> [Data for this task]
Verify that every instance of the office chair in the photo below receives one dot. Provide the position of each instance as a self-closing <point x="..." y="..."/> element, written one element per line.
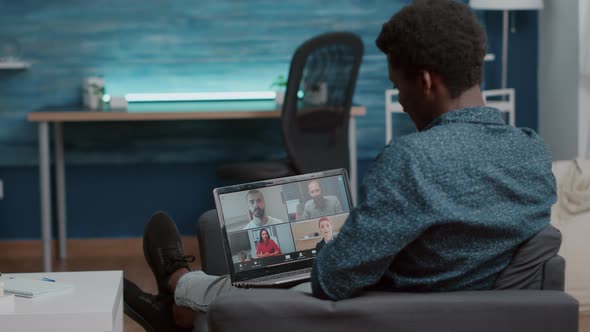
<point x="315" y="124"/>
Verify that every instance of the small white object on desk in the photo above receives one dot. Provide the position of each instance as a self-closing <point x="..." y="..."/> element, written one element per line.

* * *

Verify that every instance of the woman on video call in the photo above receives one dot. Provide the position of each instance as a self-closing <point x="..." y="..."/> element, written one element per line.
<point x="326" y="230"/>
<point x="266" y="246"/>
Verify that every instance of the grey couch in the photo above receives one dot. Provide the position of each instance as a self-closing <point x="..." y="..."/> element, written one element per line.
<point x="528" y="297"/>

> [Work request] Of the records above, print only the lines from the one containing "Verify that every instance of the office" through the one containing "Verify that every instance of the small", inclusive and unaltered, leaving out pictures.

> [Answer space]
Verify that every instance of the office chair in the photo below receives one dot. Provide the position of each instance as a self-closing <point x="..." y="..."/> element, written one element per line.
<point x="315" y="124"/>
Verify that every instance of the small white object on desk in the photo above receives one dot. Provide the position of each instance as a self-closing <point x="..." y="..."/> element, written one element per line.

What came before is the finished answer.